Extracto:
▬▬▬

Después del contundente y por momentos brillante discurso de réplica del líder de la oposición, ha quedado claro que el socialista Pedro Sánchez sí tiene un plan, y evidentemente este no pasa en absoluto por dejar gobernar a Mariano Rajoy ni al PP a cualquier precio, probablemente ni siquiera a cambio de la promesa más utópica imaginable proveniente del proyecto conservador.

Los dos noes que el PSOE le propinarán entre este miércoles y el viernes al candidato del PP a la Presidencia del Gobierno se prolongarán en el tiempo hasta el 31 de octubre (tiempo límite antes de que el Rey vuelva a disolver las Cortes) aunque Rajoy haya insistido en seguir intentándolo para evitar las elecciones de diciembre.

A estas alturas de la parálisis política, todas las formaciones en liza –sobre todo las dos principales implicadas, PP y PSOE– tienen un ojo puesto en el 25 de septiembre, fecha de las elecciones autonómicas en Galicia y Euskadi. De los resultados en estas dos comunidades se extraerán nuevas conclusiones de cara a posibles nuevos apoyos y alianzas.

Después de este primer intento fallido de investidura de Rajoy, las cartas finalmente se han puesto sobre la mesa desde todos los flancos. Sánchez solo sobrevivirá como líder del PSOE mientras mantenga su distancia frente a los cantos de sirena del proyecto continuista de Rajoy y también si al mismo tiempo es capaz de contener las andanadas de algunos pesos pesados de su propio partido que apelan a una responsabilidad más que cuestionable en forma de abstención.

Rajoy, mientras tanto, intenta sobrevivir también con una huida hacia ninguna parte, en medio de un partido con una mayoría parlamentaria totalmente insuficiente para salir adelante en medio de un otoño judicial que pondrá al PP en las portadas de los periódicos de medio mundo. “Es todo un código penal, señor Rajoy”, le recordó desde el estrado Sánchez al candidato popular en referencia a las imputaciones a las que deberá responder el PP y muchos dirigentes y ex altos cargos ante la justicia española.

▬▬▬

Datos:
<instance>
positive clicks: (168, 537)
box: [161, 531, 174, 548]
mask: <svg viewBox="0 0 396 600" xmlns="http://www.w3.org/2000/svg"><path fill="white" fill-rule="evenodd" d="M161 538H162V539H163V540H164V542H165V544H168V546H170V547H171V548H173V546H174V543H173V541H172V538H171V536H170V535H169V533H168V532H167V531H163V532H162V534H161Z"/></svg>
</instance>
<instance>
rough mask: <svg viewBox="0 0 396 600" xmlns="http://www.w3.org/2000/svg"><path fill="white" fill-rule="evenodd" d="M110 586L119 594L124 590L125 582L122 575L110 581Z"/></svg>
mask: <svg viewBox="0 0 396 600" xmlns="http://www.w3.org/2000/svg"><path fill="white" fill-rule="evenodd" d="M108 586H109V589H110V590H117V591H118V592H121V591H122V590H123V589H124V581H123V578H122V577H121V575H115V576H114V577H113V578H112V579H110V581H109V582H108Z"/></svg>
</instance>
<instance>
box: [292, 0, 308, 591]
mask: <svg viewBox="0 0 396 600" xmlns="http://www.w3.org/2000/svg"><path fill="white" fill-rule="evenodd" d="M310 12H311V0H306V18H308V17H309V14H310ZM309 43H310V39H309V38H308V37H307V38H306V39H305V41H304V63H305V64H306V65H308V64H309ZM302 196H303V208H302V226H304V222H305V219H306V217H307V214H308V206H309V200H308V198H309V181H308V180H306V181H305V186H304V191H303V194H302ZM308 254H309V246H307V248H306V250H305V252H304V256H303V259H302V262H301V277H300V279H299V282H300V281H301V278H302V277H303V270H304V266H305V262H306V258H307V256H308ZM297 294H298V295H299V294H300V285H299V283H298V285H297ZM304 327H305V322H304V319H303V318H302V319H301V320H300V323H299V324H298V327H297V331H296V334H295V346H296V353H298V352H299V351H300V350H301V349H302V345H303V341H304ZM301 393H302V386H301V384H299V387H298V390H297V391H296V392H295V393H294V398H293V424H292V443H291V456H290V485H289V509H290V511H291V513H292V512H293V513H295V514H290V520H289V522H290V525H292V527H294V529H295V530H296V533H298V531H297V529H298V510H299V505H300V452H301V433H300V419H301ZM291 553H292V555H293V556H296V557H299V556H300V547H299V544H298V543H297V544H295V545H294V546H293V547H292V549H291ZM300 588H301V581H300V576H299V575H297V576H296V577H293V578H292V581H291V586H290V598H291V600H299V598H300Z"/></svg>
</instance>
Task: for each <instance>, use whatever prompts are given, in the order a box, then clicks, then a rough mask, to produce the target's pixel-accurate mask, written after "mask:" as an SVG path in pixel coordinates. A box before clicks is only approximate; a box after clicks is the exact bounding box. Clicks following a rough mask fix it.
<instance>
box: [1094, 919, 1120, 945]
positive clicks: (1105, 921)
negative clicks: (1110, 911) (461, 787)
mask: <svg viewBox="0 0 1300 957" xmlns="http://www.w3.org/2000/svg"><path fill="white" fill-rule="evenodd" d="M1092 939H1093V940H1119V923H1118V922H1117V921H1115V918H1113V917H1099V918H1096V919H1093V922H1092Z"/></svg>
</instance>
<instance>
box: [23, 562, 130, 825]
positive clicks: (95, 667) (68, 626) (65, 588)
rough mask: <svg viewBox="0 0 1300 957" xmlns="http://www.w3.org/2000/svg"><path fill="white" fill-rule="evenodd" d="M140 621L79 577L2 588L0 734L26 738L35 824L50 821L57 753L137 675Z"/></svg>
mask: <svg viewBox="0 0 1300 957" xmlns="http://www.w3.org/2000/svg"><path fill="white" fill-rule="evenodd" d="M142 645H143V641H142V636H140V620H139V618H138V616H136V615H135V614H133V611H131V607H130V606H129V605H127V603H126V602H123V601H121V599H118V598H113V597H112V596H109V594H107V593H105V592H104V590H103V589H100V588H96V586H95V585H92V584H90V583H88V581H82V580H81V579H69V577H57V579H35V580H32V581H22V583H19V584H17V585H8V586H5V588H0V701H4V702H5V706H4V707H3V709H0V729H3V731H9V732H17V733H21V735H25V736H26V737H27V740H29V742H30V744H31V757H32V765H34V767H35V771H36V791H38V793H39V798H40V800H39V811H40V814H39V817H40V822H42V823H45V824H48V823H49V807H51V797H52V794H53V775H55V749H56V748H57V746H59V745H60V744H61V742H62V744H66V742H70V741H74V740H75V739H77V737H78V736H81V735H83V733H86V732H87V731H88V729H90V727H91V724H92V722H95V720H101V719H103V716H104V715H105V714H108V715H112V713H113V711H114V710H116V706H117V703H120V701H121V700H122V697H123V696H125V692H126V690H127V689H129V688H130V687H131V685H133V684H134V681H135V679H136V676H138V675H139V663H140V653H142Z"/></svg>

▬▬▬

Tareas:
• 1. Repite del extracto el fragmento que va desde "A estas alturas" hasta "apoyos y alianzas.".
• 2. ¿Qué meses del año se nombran en el extracto? Enuméralos todos.
• 3. Prosigue el artículo sobre la investidura de Rajoy a partir de donde termina.

Respuestas:
• 1.
A estas alturas de la parálisis política, todas las formaciones en liza –sobre todo las dos principales implicadas, PP y PSOE– tienen un ojo puesto en el 25 de septiembre, fecha de las elecciones autonómicas en Galicia y Euskadi. De los resultados en estas dos comunidades se extraerán nuevas conclusiones de cara a posibles nuevos apoyos y alianzas.

• 2. octubre, diciembre, septiembre

• 3.
Con el inequívoco y visceral discurso de Sánchez en la Cámara Baja, el líder socialista se presenta ante los suyos –sobre todo los más díscolos, barones e históricos sobre todo– con una inusual contundencia, de ahí que los cantos de una posible y reclamada abstención seguramente se aplaquen después de esta intervención.

El candidato Rajoy desveló veladamente en su primer turno de réplica a Sánchez la estrategia a medio plazo que el PP tiene en el horizonte: insistir en el mensaje de que es el PSOE el único que bloquea la posibilidad de que haya un Gobierno en España después de nueve meses de parón institucional. Del mismo modo, el líder conservador quiere hacer llegar el mensaje a la opinión pública de que el ‘no’ del PSOE no es del partido en sí sino de su líder Pedro Sánchez unilateralmente, de ahí que quiera volver a sembrar por enésima vez la duda de que otro líder –o lideresa– socialista sí posibilitaría con su abstención un gobierno conservador en España.